EXERCISE INSTRUCTIONS:
Pick up the biocybernetics and systems biology course outline after its last sentence and keep writing it.

Biocybernetics and Systems Biology Course

by András Aszódi

Topics in detail

Introduction to biocybernetics

Definition of systems. Comparison of natural and artificial systems. Applicability of systems theory and engineering in biology. Components of biological systems. Biological time series. Modelling biological phenomena.

Supporting material

: CoCalc Primer (PDF), Python primer (PDF).


First-order kinetics

Stock-and-flow model of inflation. First-order chemical reactions and reaction networks. Systems of linear ordinary differential equations. Solving linear ODE systems by finding the eigenvalues and eigenvectors of the coefficient matrix. Qualitative behaviour of linear systems.

Supporting material

: Linear algebra with CoCalc (PDF), Solving differential equations with CoCalc (PDF).


Biochemical kinetics

Bulk-phase mass action kinetics. Reversible reactions, equilibrium. Isomerisation catalysis. Enzyme kinetics models: steady-state approximation, Michaelis-Menten rate equation. Competitive and noncompetitive inhibition.


Principles of genomic regulation

The molecules of life: DNA, RNAs, proteins. The "central dogma": transcription and translation. The differences between prokaryotic and eukaryotic organisms.

Prokaryotic genome regulation: the E. coli lac operon, the lambda phage bistable switch, the "Repressilator" synthetic genetic network.

Eukaryotic genome organisation: chromosome structure, splicing, epigenetic regulation. The self-regulatory Hes1 network.


Oscillations and chaos

Periodic phenomena in living systems. The Byelousov-Zhabotinsky chemical oscillator. Biological examples of oscillatory phenomena: glycolysis, mitotic oscillations, predator-prey interactions (Lotka-Volterra models).


Chaotic dynamics. The Lorenz attractor and the logistic map. Chaos in enzyme-catalysed reactions. Qualitative behaviour of nonlinear differential equations, the linearisation approach. Detecting chaotic behaviour with Lyapunov exponents.


Stochastic biochemical kinetics

Basic probability theory. Rolling dice in software. Bayes' Rule. Principles of stochastic kinetics. Master equation approach, the Gillespie stochastic simulation algorithm. Properties of Markov chains. "Convergence" of stochastic kinetic trajectories to the bulk kinetics model in the limit of very large number of molecules.


Systems modelling

How to construct mechanistic hypotheses from observations. Popper's falsifiability theory. Kinetic indistinguishability. System analysis by structural or parameter perturbation. Robustness of genetic networks. Self-regulation in biochemical networks: metabolic control theory, flux balance analysis.

RECORDED INFORMATION:

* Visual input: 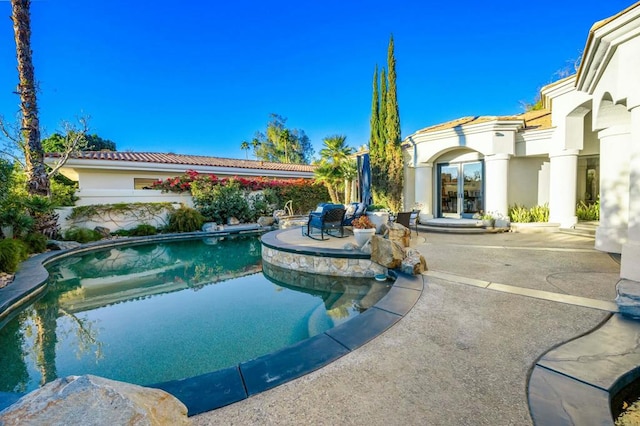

RESULT FOR THIS EXERCISE:
The theory of evolution

Fundamental concepts. Lamarckian and Darwinian evolution. Evolution of macromolecular sequences, molecular phylogeny. Epigenetic inheritance.


Genetic algorithms

Genetic algorithm optimisation techniques. Genetic programming, symbolic regression.


Computing with biomolecules

Quasi-digital approaches: Adleman's DNA-based solution of the travelling salesman problem and related efforts. Molecular implementations of Boolean logic gates. Computing with enzymatic reaction networks. Simple learning phenomena.


Fourier analysis

Scalar product of functions. Orthogonal decomposition. Polynomial and trigonometric bases. The Fourier series and the Fourier transform. Signal processing in the inner ear. Solving differential equations with the Fourier transformation. Power spectral density, Wiener-Khinchin theorem. Rate constants from noise in chemical equilibrium: the Feher-Weissman method.


Regulation in spacetime

Algorithmic models of plant growth, applications in computer graphics. Turing's theory of morphogenesis. Modelling reaction-diffusion networks with partial differential equations. Solving the diffusion equation with Fourier transformation techniques. The Gierer-Meinhardt model of pattern formation in Dictyostelium discoideum. Robustness of pattern formation in living systems.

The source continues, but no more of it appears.